Repeat every line below exactly as it reads.
━━ Entries shown ━━
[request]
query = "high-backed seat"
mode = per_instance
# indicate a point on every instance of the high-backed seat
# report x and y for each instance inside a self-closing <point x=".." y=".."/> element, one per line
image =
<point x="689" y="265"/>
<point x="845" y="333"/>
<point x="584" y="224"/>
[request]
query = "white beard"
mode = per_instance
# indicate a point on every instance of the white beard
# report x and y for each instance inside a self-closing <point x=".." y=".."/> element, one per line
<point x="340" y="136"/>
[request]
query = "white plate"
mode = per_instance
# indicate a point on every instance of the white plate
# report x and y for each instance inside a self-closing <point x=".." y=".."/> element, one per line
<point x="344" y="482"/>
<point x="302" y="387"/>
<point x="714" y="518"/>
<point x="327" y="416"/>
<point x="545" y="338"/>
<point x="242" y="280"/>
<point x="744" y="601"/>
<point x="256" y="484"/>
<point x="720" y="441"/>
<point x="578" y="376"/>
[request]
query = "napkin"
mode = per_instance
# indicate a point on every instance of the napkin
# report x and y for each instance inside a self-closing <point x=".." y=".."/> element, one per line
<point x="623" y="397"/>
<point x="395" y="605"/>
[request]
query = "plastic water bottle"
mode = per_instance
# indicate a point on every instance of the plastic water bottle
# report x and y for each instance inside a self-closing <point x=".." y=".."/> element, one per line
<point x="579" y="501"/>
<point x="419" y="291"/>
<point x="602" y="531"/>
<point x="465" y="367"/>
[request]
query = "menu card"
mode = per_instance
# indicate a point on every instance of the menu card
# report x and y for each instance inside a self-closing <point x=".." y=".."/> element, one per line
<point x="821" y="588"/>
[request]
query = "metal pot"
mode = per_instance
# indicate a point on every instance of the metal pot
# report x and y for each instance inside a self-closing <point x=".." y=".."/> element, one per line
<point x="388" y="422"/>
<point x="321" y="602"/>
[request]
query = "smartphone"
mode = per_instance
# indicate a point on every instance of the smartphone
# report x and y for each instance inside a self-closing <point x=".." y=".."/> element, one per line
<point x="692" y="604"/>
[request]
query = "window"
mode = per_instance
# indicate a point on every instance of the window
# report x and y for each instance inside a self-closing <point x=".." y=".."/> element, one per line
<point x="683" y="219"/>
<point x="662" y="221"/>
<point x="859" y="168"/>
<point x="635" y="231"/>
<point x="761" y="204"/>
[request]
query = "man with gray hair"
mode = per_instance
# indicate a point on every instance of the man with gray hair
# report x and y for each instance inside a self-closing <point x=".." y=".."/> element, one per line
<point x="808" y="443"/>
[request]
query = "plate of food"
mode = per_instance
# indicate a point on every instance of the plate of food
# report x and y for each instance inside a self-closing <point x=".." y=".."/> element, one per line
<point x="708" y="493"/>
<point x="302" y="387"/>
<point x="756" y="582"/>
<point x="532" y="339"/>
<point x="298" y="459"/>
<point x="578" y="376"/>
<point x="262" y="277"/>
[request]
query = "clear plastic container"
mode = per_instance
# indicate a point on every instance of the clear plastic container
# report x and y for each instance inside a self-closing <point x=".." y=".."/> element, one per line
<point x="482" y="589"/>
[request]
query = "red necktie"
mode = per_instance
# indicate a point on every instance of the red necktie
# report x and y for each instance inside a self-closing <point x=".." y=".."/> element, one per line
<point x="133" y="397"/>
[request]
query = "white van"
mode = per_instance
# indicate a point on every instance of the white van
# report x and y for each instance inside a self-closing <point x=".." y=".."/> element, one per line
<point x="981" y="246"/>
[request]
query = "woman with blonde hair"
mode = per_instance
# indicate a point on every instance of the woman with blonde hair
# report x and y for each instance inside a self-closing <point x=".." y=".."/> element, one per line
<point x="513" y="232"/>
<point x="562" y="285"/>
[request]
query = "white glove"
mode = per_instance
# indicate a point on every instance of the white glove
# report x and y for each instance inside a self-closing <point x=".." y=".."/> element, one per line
━━━
● Problem solution
[request]
query = "high-backed seat"
mode = per_instance
# indicate a point on every instance of the high-backed seat
# report x and y for each instance inside a self-closing <point x=".." y=".."/> element, one per line
image =
<point x="689" y="265"/>
<point x="845" y="333"/>
<point x="584" y="224"/>
[request]
query = "white beard"
mode = per_instance
# indicate a point on every instance of the white beard
# report x and y for each instance inside a self-closing <point x=".." y=".."/> element, one per line
<point x="340" y="136"/>
[request]
query = "white plate"
mode = per_instance
# indicate a point on every instance of the white plate
# report x and y for each instance inside a self-closing <point x=".." y=".."/> element, one per line
<point x="344" y="482"/>
<point x="302" y="387"/>
<point x="714" y="518"/>
<point x="327" y="416"/>
<point x="545" y="338"/>
<point x="242" y="280"/>
<point x="744" y="601"/>
<point x="256" y="484"/>
<point x="720" y="441"/>
<point x="578" y="376"/>
[request]
query = "napkin"
mode = per_instance
# indicate a point on every instance of the napkin
# report x and y for each instance inside a self-closing <point x=".." y=".."/> element, one per line
<point x="623" y="397"/>
<point x="395" y="605"/>
[request]
query = "plastic water bottle"
mode = per_instance
# indicate a point on every instance of the plastic water bottle
# report x and y for each instance inside a self-closing <point x=".." y=".."/> element, one per line
<point x="579" y="501"/>
<point x="419" y="291"/>
<point x="602" y="531"/>
<point x="465" y="367"/>
[request]
query = "menu card"
mode = per_instance
# indicate a point on every instance of the menu card
# report x and y for each instance inside a self-closing <point x=".." y=".."/> element, one per line
<point x="821" y="588"/>
[request]
query = "metal pot"
mode = per_instance
# indicate a point on every instance of the metal pot
# report x and y for each instance inside a self-closing <point x=".." y=".."/> element, one per line
<point x="388" y="422"/>
<point x="321" y="602"/>
[request]
query = "smartphone"
mode = per_instance
# indicate a point on every instance of the smartphone
# report x and y for each instance inside a self-closing <point x=".." y=".."/> element, one per line
<point x="692" y="604"/>
[request]
query = "window"
mode = per_instance
# indicate a point on every instance of the window
# report x and y for each instance inside a self-closing <point x=".." y=".."/> element, one per line
<point x="683" y="219"/>
<point x="662" y="221"/>
<point x="859" y="168"/>
<point x="635" y="231"/>
<point x="761" y="204"/>
[request]
query = "man with gray hair"
mode = per_instance
# indicate a point on every instance of the man with gray hair
# report x and y for each instance inside a self-closing <point x=".." y=".."/> element, one per line
<point x="808" y="443"/>
[request]
query = "plate of food"
mode = per_instance
# indicate a point on every instance of the plate of food
# report x and y for each instance inside a self-closing <point x=".." y=".."/> element, one per line
<point x="708" y="493"/>
<point x="302" y="387"/>
<point x="756" y="582"/>
<point x="532" y="339"/>
<point x="298" y="459"/>
<point x="578" y="376"/>
<point x="262" y="277"/>
[request]
query = "clear plastic container"
mode = per_instance
# indicate a point on every instance of the clear plastic container
# report x and y for each instance inside a self-closing <point x=".." y=".."/> element, one per line
<point x="482" y="589"/>
[request]
query = "red necktie"
mode = per_instance
# indicate a point on every instance of the red necktie
# report x and y for each instance inside a self-closing <point x=".." y=".."/> element, one per line
<point x="133" y="397"/>
[request]
query = "white van"
mode = per_instance
# indicate a point on every instance of the white van
# report x and y for each instance inside a self-closing <point x=".." y=".."/> element, one per line
<point x="981" y="246"/>
[request]
query = "woman with blonde hair"
mode = per_instance
# indicate a point on every instance of the woman with blonde hair
# report x and y for each instance inside a self-closing <point x=".." y=".."/> element, one per line
<point x="513" y="232"/>
<point x="562" y="285"/>
[request]
query = "white glove"
mode = per_instance
# indicate a point on every instance of the white glove
# report x and y for each instance inside a self-closing <point x=".." y=".."/> element, one per line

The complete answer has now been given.